The input ::
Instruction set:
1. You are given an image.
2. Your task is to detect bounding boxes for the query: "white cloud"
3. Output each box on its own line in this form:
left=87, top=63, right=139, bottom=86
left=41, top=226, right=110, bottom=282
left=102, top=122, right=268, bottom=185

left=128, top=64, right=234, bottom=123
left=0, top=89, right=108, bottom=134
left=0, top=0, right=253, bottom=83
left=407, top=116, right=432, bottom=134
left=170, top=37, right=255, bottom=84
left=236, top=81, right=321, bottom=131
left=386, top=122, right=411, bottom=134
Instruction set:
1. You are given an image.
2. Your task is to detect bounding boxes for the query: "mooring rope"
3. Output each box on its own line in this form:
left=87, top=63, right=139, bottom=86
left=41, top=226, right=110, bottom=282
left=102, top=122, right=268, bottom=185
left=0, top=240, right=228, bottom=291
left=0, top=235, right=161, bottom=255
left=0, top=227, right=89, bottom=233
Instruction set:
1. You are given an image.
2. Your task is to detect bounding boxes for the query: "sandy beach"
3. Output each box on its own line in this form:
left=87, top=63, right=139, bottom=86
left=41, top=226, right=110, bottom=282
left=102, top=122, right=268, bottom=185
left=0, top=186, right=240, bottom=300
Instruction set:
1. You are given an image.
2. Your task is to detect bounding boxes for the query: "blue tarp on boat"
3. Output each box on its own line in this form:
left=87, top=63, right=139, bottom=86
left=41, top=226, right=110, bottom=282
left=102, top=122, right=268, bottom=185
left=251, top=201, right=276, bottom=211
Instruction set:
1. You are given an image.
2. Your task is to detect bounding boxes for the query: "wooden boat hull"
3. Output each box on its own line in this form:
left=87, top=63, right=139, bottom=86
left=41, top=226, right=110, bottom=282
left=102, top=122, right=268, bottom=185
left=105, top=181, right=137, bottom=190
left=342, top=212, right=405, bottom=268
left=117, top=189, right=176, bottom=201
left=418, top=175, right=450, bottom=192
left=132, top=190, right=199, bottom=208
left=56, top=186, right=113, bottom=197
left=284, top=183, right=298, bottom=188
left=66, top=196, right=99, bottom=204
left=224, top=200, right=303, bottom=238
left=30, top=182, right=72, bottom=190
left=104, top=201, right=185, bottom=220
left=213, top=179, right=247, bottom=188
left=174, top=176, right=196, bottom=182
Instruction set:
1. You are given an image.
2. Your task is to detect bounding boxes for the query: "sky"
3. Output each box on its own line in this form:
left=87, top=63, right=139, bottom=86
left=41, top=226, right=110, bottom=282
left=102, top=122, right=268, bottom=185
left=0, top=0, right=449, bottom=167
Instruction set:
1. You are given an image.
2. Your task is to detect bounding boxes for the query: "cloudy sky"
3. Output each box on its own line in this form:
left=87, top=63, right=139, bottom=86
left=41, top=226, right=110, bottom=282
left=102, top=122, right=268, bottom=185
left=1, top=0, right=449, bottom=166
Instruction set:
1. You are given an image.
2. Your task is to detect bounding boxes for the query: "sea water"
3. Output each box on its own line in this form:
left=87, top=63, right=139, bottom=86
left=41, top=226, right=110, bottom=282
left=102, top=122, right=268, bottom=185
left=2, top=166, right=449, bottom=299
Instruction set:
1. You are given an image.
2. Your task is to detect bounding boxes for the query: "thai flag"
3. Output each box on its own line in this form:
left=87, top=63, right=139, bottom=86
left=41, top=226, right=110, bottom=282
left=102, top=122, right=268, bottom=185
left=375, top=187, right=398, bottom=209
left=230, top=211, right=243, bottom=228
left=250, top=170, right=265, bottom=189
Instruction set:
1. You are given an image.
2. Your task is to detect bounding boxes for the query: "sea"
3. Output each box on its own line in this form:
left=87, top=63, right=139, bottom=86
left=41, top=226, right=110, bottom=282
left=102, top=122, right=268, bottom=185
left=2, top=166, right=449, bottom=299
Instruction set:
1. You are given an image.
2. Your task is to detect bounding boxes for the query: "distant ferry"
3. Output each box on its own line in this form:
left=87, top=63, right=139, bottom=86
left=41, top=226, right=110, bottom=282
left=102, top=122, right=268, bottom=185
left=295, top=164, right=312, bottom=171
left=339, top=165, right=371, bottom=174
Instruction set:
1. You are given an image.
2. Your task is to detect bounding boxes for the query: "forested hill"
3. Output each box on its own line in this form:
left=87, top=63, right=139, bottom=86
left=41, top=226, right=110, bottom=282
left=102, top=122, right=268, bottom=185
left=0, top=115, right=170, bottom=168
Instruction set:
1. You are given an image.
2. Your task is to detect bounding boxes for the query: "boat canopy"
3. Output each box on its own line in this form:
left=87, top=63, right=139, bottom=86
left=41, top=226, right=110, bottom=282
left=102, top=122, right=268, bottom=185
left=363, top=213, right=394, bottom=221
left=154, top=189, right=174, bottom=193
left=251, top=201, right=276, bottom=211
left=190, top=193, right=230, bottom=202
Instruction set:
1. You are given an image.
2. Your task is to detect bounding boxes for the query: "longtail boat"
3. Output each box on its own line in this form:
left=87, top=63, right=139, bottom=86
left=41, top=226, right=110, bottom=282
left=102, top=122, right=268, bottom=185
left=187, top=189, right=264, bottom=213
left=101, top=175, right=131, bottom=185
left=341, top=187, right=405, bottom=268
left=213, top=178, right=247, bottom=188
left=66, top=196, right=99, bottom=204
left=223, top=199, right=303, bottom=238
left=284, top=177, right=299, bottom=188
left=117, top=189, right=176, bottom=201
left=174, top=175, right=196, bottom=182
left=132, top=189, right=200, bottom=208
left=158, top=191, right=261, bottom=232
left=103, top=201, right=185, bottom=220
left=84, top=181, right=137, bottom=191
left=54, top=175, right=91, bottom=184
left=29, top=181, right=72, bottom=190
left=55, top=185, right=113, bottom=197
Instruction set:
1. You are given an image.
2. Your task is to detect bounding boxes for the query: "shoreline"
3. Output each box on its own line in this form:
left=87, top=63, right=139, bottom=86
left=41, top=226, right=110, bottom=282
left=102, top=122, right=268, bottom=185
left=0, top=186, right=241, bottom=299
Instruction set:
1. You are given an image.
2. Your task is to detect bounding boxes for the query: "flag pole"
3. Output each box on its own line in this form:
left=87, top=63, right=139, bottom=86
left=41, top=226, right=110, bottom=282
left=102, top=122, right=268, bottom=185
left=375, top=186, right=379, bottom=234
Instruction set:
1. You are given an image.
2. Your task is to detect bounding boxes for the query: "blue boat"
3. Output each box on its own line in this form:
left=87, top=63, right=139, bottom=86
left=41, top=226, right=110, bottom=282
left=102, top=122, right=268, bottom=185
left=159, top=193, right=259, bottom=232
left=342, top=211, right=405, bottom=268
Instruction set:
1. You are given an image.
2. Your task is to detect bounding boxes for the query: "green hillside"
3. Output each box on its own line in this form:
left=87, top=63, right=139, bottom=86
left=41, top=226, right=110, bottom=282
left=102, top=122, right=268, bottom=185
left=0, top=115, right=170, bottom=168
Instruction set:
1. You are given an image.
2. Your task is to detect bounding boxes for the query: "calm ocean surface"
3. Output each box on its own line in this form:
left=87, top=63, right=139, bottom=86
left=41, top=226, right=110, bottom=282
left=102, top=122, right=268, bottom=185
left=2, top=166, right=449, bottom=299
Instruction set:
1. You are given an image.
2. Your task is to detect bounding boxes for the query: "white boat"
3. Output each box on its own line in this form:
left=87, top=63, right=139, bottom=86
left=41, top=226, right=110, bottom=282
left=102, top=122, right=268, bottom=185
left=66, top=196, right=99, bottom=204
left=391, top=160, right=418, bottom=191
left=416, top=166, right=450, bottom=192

Exercise instructions :: Work out how many lines in the entries hold the string "blue". Your answer should consist solely of that number.

Finished exercise :: 2